## WHAT TO WORK ON
Rewrite the stretch of entries from the line containing "Can you find the window on" through the line containing "pixel 731 236", swapping "building" for "tower" and leaving everything else unchanged.

## MATERIAL SHOWN
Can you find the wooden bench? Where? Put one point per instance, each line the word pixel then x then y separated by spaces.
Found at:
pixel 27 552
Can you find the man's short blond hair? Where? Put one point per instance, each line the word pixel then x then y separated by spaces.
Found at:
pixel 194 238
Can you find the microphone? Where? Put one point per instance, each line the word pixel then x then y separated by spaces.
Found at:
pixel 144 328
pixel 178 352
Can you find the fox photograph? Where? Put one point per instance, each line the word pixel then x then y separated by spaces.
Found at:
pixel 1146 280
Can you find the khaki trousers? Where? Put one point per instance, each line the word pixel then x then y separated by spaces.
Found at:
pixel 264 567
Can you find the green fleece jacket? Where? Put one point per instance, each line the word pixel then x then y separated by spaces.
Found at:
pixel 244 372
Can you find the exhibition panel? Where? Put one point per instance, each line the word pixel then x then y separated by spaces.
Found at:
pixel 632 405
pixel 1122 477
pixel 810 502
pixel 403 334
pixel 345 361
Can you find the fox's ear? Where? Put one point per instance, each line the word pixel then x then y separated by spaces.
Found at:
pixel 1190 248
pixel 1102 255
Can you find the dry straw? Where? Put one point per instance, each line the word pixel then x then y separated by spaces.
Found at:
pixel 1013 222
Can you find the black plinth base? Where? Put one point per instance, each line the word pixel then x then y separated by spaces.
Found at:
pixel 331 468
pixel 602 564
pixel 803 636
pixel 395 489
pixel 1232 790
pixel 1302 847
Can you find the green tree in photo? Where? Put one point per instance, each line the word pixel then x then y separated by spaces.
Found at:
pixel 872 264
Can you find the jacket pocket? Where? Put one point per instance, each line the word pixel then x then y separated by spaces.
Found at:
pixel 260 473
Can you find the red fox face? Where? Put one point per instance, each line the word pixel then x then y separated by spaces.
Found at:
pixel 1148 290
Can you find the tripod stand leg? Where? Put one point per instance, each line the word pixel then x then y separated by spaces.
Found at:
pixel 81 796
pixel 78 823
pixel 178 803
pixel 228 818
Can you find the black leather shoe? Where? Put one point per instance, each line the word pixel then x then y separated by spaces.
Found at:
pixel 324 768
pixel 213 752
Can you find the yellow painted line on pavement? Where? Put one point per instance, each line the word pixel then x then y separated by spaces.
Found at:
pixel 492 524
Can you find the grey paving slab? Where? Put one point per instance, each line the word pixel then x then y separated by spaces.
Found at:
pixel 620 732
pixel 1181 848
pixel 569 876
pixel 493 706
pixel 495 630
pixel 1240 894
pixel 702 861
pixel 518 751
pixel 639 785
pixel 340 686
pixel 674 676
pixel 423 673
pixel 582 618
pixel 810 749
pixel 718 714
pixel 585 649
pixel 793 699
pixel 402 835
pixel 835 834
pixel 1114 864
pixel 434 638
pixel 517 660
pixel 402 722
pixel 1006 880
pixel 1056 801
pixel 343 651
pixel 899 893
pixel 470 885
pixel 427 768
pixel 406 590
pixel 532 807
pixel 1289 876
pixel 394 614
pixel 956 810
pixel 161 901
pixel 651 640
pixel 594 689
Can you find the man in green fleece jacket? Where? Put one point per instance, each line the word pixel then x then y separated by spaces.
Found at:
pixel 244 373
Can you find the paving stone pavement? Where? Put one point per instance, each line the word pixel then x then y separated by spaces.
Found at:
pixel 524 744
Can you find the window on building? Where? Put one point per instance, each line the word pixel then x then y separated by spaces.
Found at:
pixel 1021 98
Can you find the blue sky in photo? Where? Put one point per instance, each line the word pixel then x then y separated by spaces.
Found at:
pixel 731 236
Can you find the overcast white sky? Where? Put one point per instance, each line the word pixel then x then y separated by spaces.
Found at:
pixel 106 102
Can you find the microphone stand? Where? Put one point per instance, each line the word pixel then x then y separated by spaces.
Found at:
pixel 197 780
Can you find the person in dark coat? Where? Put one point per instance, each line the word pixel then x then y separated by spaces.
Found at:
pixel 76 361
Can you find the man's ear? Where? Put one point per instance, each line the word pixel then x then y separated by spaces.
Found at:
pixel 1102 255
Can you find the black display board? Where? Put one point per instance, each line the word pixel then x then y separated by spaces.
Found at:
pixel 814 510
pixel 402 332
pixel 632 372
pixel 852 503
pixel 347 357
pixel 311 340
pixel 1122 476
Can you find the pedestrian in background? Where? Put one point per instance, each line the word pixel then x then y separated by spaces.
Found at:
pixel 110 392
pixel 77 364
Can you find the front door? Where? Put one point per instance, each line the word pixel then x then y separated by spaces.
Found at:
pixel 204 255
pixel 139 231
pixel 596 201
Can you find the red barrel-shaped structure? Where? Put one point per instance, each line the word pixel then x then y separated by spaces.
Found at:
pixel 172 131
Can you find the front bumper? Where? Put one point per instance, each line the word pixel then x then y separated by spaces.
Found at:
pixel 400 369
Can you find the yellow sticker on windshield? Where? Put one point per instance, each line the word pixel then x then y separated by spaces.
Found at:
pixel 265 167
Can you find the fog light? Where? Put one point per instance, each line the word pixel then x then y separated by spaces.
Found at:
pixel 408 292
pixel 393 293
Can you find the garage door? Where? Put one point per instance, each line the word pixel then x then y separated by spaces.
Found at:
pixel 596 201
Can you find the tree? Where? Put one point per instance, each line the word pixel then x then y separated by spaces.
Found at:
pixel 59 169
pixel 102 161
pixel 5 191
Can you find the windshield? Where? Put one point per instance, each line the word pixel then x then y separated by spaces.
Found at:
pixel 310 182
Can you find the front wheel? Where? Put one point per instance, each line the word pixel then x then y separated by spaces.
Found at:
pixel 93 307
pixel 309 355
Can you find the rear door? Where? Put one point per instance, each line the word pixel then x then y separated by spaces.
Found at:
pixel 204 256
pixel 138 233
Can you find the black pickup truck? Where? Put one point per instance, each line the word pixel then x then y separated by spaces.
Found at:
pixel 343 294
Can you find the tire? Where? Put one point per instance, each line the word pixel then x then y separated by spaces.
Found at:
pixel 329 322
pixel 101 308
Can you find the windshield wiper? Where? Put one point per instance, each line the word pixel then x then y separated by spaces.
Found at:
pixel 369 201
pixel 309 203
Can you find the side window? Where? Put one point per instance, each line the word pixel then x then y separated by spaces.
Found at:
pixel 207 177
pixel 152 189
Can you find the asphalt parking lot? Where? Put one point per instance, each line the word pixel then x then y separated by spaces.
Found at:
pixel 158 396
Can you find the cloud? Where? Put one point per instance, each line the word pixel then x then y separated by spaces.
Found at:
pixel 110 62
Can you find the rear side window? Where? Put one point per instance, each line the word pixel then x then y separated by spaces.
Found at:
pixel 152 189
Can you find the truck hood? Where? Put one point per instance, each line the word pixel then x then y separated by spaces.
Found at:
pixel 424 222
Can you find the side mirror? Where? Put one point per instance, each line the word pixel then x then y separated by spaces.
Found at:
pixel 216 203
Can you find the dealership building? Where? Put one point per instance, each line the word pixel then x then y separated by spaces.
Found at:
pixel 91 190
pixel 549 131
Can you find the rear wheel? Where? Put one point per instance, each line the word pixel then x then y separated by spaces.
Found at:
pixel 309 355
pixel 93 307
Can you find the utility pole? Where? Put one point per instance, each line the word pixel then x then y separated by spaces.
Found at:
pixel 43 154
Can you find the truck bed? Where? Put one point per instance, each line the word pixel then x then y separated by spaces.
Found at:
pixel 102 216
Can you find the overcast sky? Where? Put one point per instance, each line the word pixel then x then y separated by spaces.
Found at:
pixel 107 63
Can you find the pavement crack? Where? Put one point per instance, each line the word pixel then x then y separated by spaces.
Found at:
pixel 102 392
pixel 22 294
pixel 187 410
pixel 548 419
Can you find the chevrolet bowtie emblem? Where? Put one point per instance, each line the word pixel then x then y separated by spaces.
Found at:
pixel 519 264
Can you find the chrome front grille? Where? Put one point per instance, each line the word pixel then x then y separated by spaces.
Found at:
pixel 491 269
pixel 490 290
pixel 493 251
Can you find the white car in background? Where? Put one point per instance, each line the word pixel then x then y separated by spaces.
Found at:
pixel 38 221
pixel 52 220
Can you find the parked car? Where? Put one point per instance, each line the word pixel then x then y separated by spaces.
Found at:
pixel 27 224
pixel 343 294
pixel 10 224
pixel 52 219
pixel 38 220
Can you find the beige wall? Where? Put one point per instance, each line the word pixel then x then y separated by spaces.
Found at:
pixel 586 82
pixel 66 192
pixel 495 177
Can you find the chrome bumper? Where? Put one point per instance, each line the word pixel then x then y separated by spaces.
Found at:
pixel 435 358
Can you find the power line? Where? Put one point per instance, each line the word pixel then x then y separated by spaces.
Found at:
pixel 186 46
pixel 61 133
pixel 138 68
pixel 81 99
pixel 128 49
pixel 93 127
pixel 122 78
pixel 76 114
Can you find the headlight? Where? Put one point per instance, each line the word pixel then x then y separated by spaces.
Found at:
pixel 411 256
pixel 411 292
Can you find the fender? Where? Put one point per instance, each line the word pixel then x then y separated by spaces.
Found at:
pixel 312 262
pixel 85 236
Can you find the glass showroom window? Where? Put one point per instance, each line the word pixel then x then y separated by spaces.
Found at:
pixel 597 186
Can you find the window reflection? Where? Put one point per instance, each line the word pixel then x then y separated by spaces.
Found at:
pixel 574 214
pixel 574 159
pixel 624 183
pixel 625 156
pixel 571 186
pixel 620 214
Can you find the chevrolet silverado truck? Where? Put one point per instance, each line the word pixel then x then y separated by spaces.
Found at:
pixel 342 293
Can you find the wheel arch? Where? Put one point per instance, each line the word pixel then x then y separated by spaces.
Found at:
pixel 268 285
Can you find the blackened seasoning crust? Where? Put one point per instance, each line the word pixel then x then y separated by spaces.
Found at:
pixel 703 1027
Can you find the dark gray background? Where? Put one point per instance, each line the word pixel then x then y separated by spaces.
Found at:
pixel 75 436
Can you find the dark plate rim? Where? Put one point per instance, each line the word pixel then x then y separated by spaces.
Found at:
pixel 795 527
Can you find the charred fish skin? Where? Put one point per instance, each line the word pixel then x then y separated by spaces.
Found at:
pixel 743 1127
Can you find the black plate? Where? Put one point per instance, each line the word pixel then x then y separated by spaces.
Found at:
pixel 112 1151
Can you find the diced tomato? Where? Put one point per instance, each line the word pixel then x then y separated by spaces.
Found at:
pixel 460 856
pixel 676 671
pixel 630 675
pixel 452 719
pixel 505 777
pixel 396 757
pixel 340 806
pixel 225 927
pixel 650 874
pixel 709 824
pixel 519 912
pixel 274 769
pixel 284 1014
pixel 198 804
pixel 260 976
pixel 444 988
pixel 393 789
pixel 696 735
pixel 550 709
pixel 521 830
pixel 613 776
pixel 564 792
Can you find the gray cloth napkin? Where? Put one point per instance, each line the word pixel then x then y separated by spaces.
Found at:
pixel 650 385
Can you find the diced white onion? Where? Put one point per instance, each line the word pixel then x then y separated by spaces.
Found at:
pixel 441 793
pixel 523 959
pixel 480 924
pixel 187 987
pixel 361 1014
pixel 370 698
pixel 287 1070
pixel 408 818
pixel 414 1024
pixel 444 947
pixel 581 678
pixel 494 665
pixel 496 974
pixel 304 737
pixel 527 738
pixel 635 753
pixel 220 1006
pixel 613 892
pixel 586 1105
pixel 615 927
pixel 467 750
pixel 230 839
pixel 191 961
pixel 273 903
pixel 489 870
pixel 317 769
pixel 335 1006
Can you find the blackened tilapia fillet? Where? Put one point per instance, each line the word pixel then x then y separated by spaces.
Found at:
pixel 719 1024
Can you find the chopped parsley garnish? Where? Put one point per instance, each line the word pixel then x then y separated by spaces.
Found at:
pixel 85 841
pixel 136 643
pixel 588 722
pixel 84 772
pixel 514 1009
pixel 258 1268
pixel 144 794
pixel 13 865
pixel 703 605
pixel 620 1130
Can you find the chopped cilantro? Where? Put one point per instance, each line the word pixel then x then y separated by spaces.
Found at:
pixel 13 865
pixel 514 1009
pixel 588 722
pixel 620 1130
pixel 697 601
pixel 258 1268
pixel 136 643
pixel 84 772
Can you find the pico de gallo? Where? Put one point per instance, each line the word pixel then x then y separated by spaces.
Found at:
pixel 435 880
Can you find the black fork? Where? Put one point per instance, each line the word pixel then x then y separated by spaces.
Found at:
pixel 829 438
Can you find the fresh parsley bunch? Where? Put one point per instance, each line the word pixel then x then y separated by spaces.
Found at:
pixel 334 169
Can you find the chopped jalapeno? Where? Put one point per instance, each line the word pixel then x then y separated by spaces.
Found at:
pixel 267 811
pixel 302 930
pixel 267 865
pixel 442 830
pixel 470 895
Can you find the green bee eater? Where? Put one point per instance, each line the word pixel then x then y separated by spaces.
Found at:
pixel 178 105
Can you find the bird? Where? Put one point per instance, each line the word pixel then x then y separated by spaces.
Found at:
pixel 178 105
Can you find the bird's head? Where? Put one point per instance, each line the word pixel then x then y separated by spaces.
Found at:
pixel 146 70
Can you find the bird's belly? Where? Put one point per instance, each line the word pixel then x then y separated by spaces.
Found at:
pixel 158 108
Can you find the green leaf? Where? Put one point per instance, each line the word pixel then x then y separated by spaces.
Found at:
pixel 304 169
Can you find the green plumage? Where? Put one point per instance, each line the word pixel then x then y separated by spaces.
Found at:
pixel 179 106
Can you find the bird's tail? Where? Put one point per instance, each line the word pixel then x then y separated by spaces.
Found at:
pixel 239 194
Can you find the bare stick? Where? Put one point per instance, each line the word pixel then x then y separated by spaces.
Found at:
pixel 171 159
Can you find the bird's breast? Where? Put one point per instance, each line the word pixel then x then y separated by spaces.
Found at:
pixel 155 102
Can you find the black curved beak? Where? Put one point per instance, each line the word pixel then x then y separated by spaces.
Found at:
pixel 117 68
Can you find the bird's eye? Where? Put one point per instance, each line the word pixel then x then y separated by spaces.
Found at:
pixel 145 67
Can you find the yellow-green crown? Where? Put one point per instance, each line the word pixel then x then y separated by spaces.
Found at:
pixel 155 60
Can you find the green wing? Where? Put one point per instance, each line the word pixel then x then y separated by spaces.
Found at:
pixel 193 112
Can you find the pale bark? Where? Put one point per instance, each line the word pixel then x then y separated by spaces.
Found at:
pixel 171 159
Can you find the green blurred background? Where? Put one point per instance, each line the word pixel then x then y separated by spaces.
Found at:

## EXPECTED ANSWER
Can you find the window on tower? Where? Put one point per instance, each line the word pixel then x then y separated by spaces.
Found at:
pixel 1021 98
Can you find the blue sky in photo? Where? Put one point per instance, each line the word pixel then x then y separated by spaces.
Found at:
pixel 731 236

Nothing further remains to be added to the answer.